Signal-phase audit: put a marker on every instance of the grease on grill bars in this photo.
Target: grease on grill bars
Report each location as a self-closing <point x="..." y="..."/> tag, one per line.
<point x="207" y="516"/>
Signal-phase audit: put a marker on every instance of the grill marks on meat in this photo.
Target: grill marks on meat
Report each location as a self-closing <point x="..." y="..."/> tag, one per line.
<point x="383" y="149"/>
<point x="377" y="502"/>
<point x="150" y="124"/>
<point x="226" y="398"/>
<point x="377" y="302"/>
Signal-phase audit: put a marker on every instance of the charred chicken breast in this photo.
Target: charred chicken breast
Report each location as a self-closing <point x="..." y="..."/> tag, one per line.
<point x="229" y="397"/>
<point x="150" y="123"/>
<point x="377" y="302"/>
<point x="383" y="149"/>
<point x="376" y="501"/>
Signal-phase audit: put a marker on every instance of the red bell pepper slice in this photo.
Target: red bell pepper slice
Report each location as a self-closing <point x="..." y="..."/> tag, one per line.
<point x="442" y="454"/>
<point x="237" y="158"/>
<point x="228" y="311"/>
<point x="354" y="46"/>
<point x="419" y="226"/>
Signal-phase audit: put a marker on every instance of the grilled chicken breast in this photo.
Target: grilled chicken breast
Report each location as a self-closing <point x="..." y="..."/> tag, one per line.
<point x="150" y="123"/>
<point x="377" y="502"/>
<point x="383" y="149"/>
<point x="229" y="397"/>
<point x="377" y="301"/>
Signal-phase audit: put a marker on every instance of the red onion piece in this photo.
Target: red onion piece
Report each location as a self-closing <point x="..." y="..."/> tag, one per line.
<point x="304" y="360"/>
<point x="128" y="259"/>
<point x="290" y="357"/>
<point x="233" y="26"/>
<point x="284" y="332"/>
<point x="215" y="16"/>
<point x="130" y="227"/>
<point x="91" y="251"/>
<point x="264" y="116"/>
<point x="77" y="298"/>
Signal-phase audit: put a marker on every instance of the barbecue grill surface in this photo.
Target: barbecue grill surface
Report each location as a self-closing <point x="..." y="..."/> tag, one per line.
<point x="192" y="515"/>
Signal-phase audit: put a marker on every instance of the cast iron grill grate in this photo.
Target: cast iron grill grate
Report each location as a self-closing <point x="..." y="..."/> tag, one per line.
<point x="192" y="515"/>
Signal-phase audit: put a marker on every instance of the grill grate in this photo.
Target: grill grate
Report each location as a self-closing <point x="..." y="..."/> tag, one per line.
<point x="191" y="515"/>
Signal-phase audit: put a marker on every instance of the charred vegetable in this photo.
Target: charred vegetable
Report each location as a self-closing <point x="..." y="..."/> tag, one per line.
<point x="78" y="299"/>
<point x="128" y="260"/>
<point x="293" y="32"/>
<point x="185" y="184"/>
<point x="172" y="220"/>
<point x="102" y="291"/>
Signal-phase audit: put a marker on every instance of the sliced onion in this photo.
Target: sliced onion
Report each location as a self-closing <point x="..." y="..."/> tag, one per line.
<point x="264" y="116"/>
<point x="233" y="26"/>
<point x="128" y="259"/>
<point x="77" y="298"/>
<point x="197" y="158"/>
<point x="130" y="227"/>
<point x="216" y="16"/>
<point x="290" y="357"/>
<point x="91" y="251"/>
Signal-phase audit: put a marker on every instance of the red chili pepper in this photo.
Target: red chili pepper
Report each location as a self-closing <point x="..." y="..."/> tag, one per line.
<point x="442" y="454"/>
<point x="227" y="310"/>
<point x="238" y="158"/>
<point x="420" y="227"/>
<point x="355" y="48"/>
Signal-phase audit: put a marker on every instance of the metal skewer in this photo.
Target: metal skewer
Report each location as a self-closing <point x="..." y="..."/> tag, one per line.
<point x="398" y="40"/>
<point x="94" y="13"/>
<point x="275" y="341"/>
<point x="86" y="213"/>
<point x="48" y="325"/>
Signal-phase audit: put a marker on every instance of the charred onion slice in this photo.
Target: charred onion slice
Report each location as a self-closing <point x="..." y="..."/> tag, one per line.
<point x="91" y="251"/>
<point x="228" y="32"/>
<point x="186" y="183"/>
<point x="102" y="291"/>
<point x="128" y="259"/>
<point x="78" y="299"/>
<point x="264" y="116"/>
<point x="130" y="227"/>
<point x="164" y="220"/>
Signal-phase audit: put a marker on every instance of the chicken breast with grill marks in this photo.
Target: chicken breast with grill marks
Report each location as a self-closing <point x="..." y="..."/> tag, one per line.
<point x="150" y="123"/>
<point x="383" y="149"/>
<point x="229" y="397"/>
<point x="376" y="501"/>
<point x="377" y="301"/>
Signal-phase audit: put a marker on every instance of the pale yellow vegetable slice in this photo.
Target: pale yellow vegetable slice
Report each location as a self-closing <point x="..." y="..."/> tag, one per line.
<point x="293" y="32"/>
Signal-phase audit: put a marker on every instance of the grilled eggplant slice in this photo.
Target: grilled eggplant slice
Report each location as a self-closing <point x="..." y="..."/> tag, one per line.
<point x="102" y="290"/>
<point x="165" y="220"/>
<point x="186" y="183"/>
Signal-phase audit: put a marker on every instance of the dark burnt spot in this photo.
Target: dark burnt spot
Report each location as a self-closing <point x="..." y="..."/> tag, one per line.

-----

Write out the full set of records exactly as given.

Expected output:
Signal-phase audit: put a marker on every instance of the grease on grill bars in this photo.
Target: grease on grill bars
Report each location as a self-closing <point x="..." y="..."/> tag, one per line.
<point x="207" y="516"/>
Signal-phase audit: put a marker on every instance of the grill marks on meat in this photo.
Target: grill marks on meat
Report each location as a self-closing <point x="..." y="..."/> tag, one per line.
<point x="383" y="149"/>
<point x="377" y="502"/>
<point x="150" y="124"/>
<point x="226" y="398"/>
<point x="377" y="302"/>
Signal-phase audit: put a marker on every instance of the charred chicken breast in this photo.
Target: charred chicken breast
Report each location as a self-closing <point x="..." y="..."/> tag, one per line.
<point x="229" y="397"/>
<point x="150" y="123"/>
<point x="377" y="302"/>
<point x="383" y="149"/>
<point x="376" y="501"/>
Signal-phase audit: put a marker on every instance of the red bell pepper slice in this photo.
Target: red bell pepper slice
Report each location as a self-closing <point x="..." y="..."/> tag, one per line.
<point x="442" y="454"/>
<point x="237" y="158"/>
<point x="228" y="311"/>
<point x="354" y="46"/>
<point x="419" y="226"/>
Signal-phase audit: put a marker on every instance of the grilled chicken breast in this photo.
Target: grilled chicken breast
Report each location as a self-closing <point x="..." y="..."/> tag, one per line.
<point x="150" y="123"/>
<point x="377" y="502"/>
<point x="383" y="149"/>
<point x="229" y="397"/>
<point x="377" y="301"/>
Signal-phase audit: put a marker on every instance of the red onion piece in this photo.
Target: red onion piece
Report each location as a self-closing <point x="..." y="..."/> tag, one per line.
<point x="304" y="360"/>
<point x="128" y="259"/>
<point x="290" y="357"/>
<point x="233" y="26"/>
<point x="284" y="332"/>
<point x="215" y="16"/>
<point x="130" y="227"/>
<point x="91" y="251"/>
<point x="264" y="116"/>
<point x="77" y="298"/>
Signal-phase audit: put a marker on every instance of the barbecue grill surface in this photo.
Target: barbecue grill surface
Report each location as a self-closing <point x="..." y="..."/> tag, one per line.
<point x="192" y="515"/>
Signal-phase audit: put a marker on every instance of the cast iron grill grate in this photo.
Target: cast iron grill grate
Report each location as a self-closing <point x="..." y="..."/> tag, one per line.
<point x="192" y="515"/>
Signal-phase audit: put a marker on every instance of the grill grate in this photo.
Target: grill grate
Report each location as a self-closing <point x="..." y="..."/> tag, one per line.
<point x="191" y="515"/>
Signal-phase audit: put a marker on every instance of the charred vegetable in this photo.
Target: charred vegetable
Report each location as a self-closing <point x="..." y="..."/> tag, one per line.
<point x="78" y="299"/>
<point x="128" y="260"/>
<point x="293" y="32"/>
<point x="185" y="184"/>
<point x="172" y="220"/>
<point x="102" y="291"/>
Signal-phase audit: put a marker on every instance of the sliced onion in this photo.
Target: sliced onion
Report each location as a self-closing <point x="..." y="..."/> tag, one per line.
<point x="264" y="116"/>
<point x="233" y="26"/>
<point x="128" y="259"/>
<point x="77" y="298"/>
<point x="197" y="158"/>
<point x="130" y="227"/>
<point x="216" y="16"/>
<point x="290" y="357"/>
<point x="91" y="251"/>
Signal-phase audit: put a marker on every instance of the red chili pepper in this photo.
Target: red chili pepper
Report each location as a self-closing <point x="..." y="..."/> tag, one per line.
<point x="442" y="454"/>
<point x="227" y="310"/>
<point x="238" y="158"/>
<point x="420" y="227"/>
<point x="355" y="48"/>
Signal-phase audit: put a marker on every instance of the metal skewer in this photo.
Target: metal skewer
Report each location as a self-closing <point x="..." y="..."/> tag, one per line.
<point x="398" y="40"/>
<point x="94" y="13"/>
<point x="275" y="341"/>
<point x="86" y="213"/>
<point x="48" y="325"/>
Signal-phase audit: put a marker on every instance of the charred onion slice in this photo.
Target: charred onion slice
Report each location as a self-closing <point x="..." y="..."/> tag, one per line.
<point x="91" y="251"/>
<point x="228" y="32"/>
<point x="186" y="183"/>
<point x="102" y="291"/>
<point x="128" y="259"/>
<point x="78" y="299"/>
<point x="264" y="116"/>
<point x="130" y="227"/>
<point x="164" y="220"/>
Signal-phase audit: put a marker on every instance of the chicken breast with grill marks in this photo.
Target: chicken breast with grill marks
Report each location as a self-closing <point x="..." y="..."/> tag, one per line.
<point x="150" y="123"/>
<point x="383" y="149"/>
<point x="229" y="397"/>
<point x="376" y="501"/>
<point x="377" y="301"/>
Signal-phase audit: put a marker on every instance of the pale yellow vegetable slice in this photo.
Target: pale yellow vegetable slice
Report each location as a self-closing <point x="..." y="..."/> tag, one per line.
<point x="293" y="32"/>
Signal-phase audit: put a marker on every instance of the grilled eggplant slice in this photo.
Target: grilled eggplant slice
Report each location as a self-closing <point x="..." y="..."/> tag, one per line.
<point x="102" y="290"/>
<point x="165" y="220"/>
<point x="186" y="183"/>
Signal-phase audit: put a marker on every instance of the dark burnt spot in this photo.
Target: dark burnt spot
Report each location as a self-closing <point x="..." y="..."/> tag, one per line.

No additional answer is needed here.